(Entries for bounding box labeling)

———

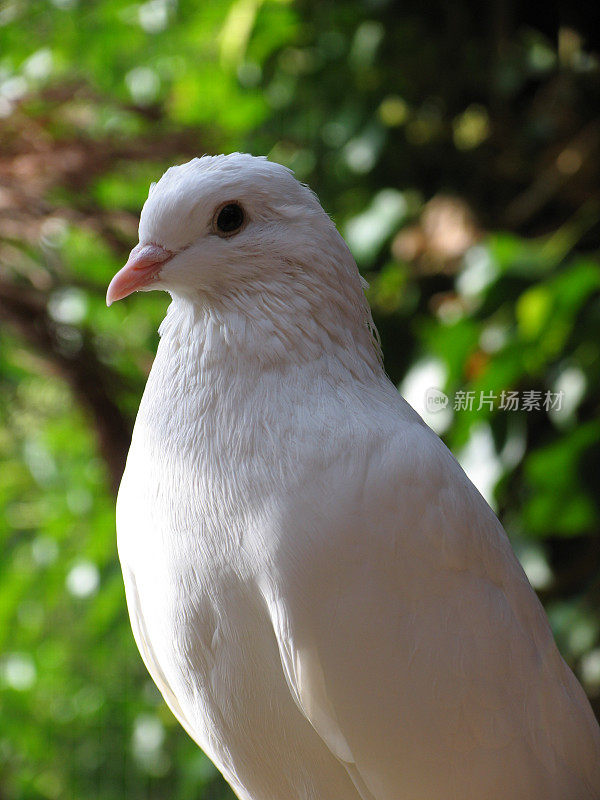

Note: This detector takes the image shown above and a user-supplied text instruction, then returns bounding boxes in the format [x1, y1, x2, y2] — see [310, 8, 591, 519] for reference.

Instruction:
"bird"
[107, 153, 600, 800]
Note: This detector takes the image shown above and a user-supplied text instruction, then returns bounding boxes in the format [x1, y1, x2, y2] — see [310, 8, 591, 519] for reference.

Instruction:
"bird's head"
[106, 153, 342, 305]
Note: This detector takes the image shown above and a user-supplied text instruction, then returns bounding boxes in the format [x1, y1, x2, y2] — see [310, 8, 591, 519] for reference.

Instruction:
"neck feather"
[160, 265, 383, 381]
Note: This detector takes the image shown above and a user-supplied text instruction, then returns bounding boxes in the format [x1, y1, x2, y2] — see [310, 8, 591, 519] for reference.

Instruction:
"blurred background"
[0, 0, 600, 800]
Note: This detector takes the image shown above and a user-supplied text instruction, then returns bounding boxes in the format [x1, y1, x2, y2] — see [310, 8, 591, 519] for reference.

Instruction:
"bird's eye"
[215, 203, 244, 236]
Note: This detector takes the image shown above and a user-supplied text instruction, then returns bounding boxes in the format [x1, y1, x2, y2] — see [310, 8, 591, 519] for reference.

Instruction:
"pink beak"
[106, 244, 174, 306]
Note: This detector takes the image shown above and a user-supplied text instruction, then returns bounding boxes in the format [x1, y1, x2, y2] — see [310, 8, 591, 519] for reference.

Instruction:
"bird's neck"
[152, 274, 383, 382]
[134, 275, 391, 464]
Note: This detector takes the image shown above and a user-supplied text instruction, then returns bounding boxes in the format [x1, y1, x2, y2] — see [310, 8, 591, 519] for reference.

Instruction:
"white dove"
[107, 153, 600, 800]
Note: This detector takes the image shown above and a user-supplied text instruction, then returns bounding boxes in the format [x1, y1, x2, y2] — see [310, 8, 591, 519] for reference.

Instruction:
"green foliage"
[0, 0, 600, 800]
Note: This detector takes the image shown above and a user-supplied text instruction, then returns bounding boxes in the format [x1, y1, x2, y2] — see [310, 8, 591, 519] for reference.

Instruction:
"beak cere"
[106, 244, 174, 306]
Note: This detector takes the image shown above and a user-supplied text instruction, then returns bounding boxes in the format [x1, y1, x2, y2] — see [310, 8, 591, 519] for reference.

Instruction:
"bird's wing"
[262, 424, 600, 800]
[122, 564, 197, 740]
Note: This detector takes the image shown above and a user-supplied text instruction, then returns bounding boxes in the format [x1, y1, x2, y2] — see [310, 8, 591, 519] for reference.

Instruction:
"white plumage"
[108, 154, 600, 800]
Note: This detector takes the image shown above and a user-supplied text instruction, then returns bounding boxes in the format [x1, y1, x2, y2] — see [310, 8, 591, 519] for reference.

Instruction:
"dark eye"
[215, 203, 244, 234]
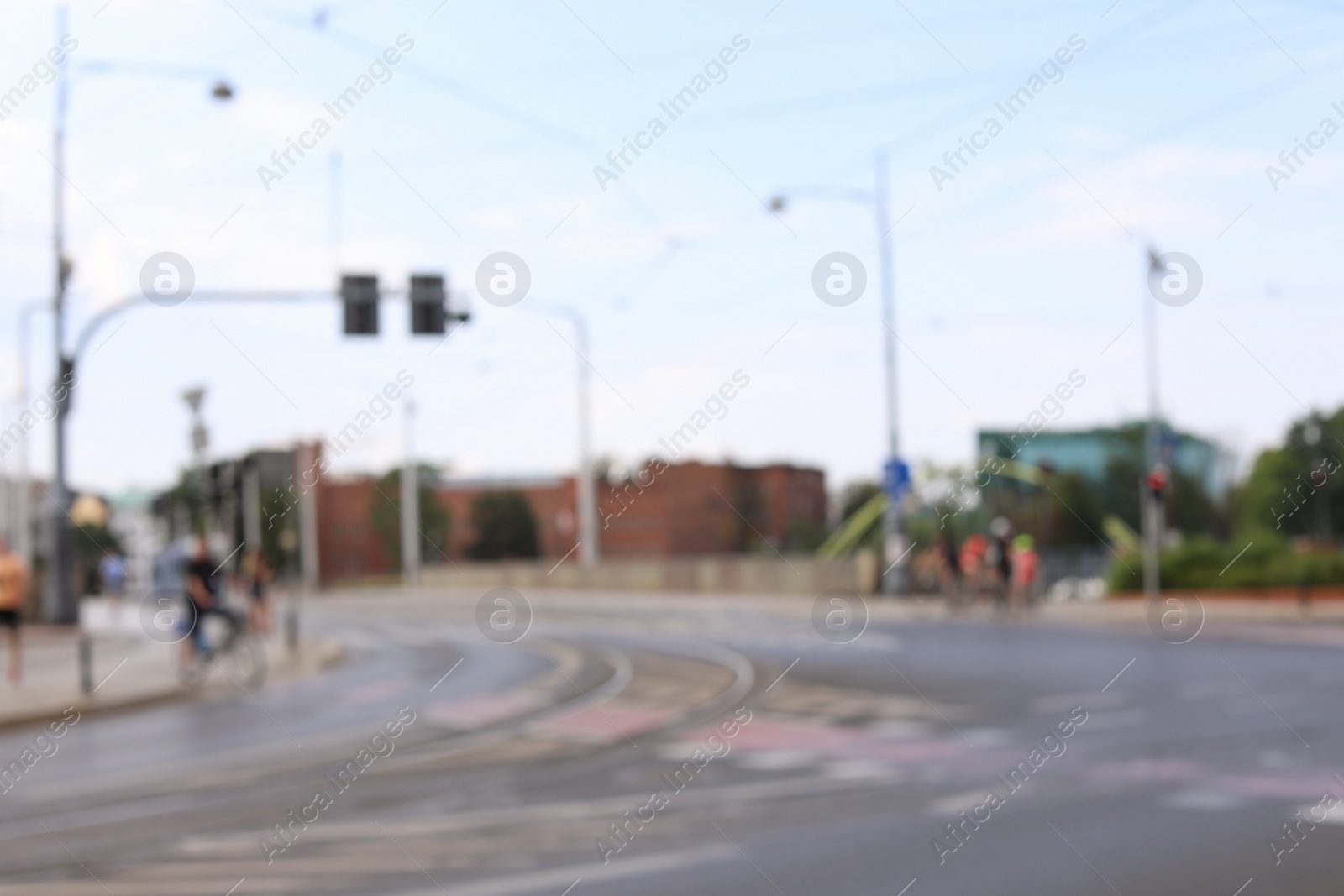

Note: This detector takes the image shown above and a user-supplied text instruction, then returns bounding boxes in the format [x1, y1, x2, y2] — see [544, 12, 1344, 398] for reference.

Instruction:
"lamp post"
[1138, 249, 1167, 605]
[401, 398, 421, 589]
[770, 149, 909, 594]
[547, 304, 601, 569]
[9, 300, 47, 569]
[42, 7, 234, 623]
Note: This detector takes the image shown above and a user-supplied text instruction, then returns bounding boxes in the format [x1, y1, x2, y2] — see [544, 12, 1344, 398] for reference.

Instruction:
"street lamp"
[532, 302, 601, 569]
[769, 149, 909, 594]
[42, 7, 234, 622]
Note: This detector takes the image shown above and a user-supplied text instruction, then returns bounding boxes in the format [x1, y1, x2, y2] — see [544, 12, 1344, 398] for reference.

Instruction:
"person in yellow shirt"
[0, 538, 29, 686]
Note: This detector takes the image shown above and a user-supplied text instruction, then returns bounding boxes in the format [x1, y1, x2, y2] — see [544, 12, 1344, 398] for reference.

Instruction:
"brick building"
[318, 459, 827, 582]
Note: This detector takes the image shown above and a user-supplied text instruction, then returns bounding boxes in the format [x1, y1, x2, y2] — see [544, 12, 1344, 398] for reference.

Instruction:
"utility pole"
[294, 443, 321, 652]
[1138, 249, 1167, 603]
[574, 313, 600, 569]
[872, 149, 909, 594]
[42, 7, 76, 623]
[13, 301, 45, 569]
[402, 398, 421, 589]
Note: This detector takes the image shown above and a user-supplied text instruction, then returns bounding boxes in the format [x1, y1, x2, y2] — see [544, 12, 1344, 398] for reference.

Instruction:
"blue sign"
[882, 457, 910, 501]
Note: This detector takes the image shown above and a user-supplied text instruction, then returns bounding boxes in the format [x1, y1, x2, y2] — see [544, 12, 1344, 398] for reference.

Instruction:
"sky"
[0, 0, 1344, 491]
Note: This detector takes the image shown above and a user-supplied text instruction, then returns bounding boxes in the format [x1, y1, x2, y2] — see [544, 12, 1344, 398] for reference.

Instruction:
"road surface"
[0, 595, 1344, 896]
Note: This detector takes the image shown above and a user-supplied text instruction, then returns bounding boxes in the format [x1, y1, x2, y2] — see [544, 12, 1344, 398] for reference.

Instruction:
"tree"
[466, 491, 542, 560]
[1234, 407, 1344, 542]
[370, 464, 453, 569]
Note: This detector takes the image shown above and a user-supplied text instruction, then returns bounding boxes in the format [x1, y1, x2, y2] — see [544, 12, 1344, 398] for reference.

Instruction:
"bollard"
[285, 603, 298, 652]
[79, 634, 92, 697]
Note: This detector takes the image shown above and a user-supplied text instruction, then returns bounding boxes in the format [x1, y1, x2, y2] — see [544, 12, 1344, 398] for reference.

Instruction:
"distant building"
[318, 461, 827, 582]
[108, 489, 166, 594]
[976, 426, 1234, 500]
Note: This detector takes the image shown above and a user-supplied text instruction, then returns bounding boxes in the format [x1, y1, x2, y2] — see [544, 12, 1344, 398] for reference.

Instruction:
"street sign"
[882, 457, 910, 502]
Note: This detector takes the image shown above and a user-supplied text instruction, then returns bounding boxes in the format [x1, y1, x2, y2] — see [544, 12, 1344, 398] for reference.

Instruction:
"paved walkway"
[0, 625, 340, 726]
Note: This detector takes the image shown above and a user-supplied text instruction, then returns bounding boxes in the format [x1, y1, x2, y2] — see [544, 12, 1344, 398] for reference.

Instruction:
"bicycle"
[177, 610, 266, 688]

———

Please output the entries from their start through the line containing "[160, 265, 383, 381]", including that line, reproducing each line unchanged and omitting the pictures.

Exercise result –
Note: This detector takes the image shown above and a user-supplied text instruction, then returns bounding boxes in the format [x1, y1, x2, y2] — see [310, 8, 591, 519] for reference.

Instruction:
"bird"
[107, 153, 600, 800]
Note: This detector takes the image shown above and a user-supplied text instruction, then returns bounding boxes in the format [x1, y1, x2, y2] — see [310, 8, 591, 519] for reference.

Instruction:
"bird's head"
[106, 153, 342, 305]
Note: This detector takes the image shown above and a user-supplied text instruction, then returns bounding boxes in the format [x1, y1, x2, y2] — see [310, 8, 591, 519] for reference.

Instruction:
"neck feather"
[160, 265, 383, 381]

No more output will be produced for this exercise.